Not all Ginny's work resulted in significant conservation gains. She and her band of like-minded folks toiled hard to raise awareness of major boondoggles and grave threats to Alaska in the first years after statehood.

The U.S. Corps of Engineers proposed damming the Yukon River – the world's 20th longest river and a major source of Chinook, coho, and chum salmon runs, 30-50 percent of which return to Canada -- at Rampart Canyon, about 105 miles northwest of Fairbanks. First proposed in 1954, the dam would have flooded an area the size of Lake Erie, and would have cost $1.3 billion in 1970 dollars, including nearly $16 million to relocate Native Alaskans who would have been displaced from inundated villages. In economic, energy, and environmental terms, the project just didn't make sense, yet both presidential candidates in 1960, Richard Nixon and John Kennedy, supported it. It wasn't until 1967, after a decade of scientific and economic arguments, did President Lyndon Johnson's interior secretary, Stewart Udall, pull the plug on the dam.

Next came Project Chariot, an outlandish plan to detonate a series of five nuclear bombs on the coast of the Chukchi Sea at Point Thompson to crater out a man-made harbor, with little regard to concerns about fall-out on Inuit communities and the lands and animals on which they depended. In this David-versus-Goliath battle, Ginny and Celia again level-headedly joined forces with scientists at the University of Alaska-Fairbanks—scholars who eventually were dismissed from their positions because of their stances—to make the scientific case for the dangers and impact to Native Alaska communities that would accrue from five detonations totaling 2.4 megatons. Plans were scaled back first to 460 kilotons, and then 280 kiloton blasts. Even so, no customer could be found to take on the harbor as a going business concern, so the researchers – including Edward Teller and the U.S. Atomic Energy Commission (AEC) – decided to turn the project into a study on the impacts on the indigenous communities of Point Hope, Noatak, and Kivalina. In a sign of how incredible the whole notion was, the researchers wanted to measure the size of bomb necessary to render local food sources for dependent communities too dangerous to eat because of radiation levels. They effectively would make the local Inupiat test subjects in the effects of radiation on the caribou they hunted for subsistence.

▸ **Tasks to carry out**:
1) Using the passage on Ginny's conservation work in Alaska, explain in one to three sentences why Project Chariot was turned into a study of its impacts on indigenous communities.
2) Carry on with the passage on Ginny's conservation work in Alaska, picking up right after its final sentence.
The data that comes next is separate from the passage on Ginny's conservation work in Alaska.

▸ **Source data**:
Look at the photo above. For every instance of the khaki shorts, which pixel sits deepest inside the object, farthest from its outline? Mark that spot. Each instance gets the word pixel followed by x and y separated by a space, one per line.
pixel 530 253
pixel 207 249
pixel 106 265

▸ **Results**:
1) No customer could be found to take on the harbor as a going business concern. So the researchers, including Edward Teller and the U.S. Atomic Energy Commission, turned the project into a study of its impacts on the indigenous communities of Point Hope, Noatak, and Kivalina.

2)
Once again, Ginny and her local colleagues with the Alaska Conservation Society joined forces with others nationally who were concerned about the radiation impacts of nuclear fall-out, including for instance Barry Commoner, then a plant specialist at Washington University in St. Louis, who formed a Committee for Nuclear Information. They plugged away at the science of radiation's impacts in the food chain. AEC asked for presidential authorization in 1960-1961, and when approval hadn't been granted by early 1962, the AEC sent a letter to President Kennedy saying that if authorization wasn't forthcoming by September 1962, “the experiment should be closed out.” And it was, in part because Nevada tests were providing some of the data sought in the Project Chariot experiment and because of negotiations on a test-ban treaty with the Soviet Union.

Chalk another one up to the prescient perspectives of Alaska's pioneering conservationists, Ginny and Celia, not an easy position to be in when every elected official, every editorial board, and every business supported the position of the Atomic Energy Commission or the Corps of Engineers. 

Ginny was intrepid and passionate, and I reveled in hearing her stories. She and Celia had me to their cabin on Christmas Eves when I was too impoverished to make it back home for the holidays. I edited The Northern Line, the Northern Alaska Environment Center's monthly newsletter when Ginny wrote a column, “From the Wood Pile,” her delightfully homespun and always accessible take on environmental issues. Whenever I visited, I would insist she assign me a chore, and it generally involved digging a hole to replace a water pump or fixing the fence around her garden or hauling wood from her driveway to the stack outside the cabin. We'd talk the whole time, and at the end there'd always be a glass of lemonade or cup of tea with some homemade baked good, and plenty more conversation.

Celia died in 2001, and much as I'll miss them both and keep the memories, their greatest legacy is their work to see enacted the Alaska National Conservation Lands Act, which bequeaths to all Americans, for all time, 103 million acres of national parks, national wildlife refuges, national conservation or recreation areas, and wild and scenic rivers – 56 million of it as part of the National Wilderness Preservation System. That's a legacy, one to which we can aspire. Ginny set a great example.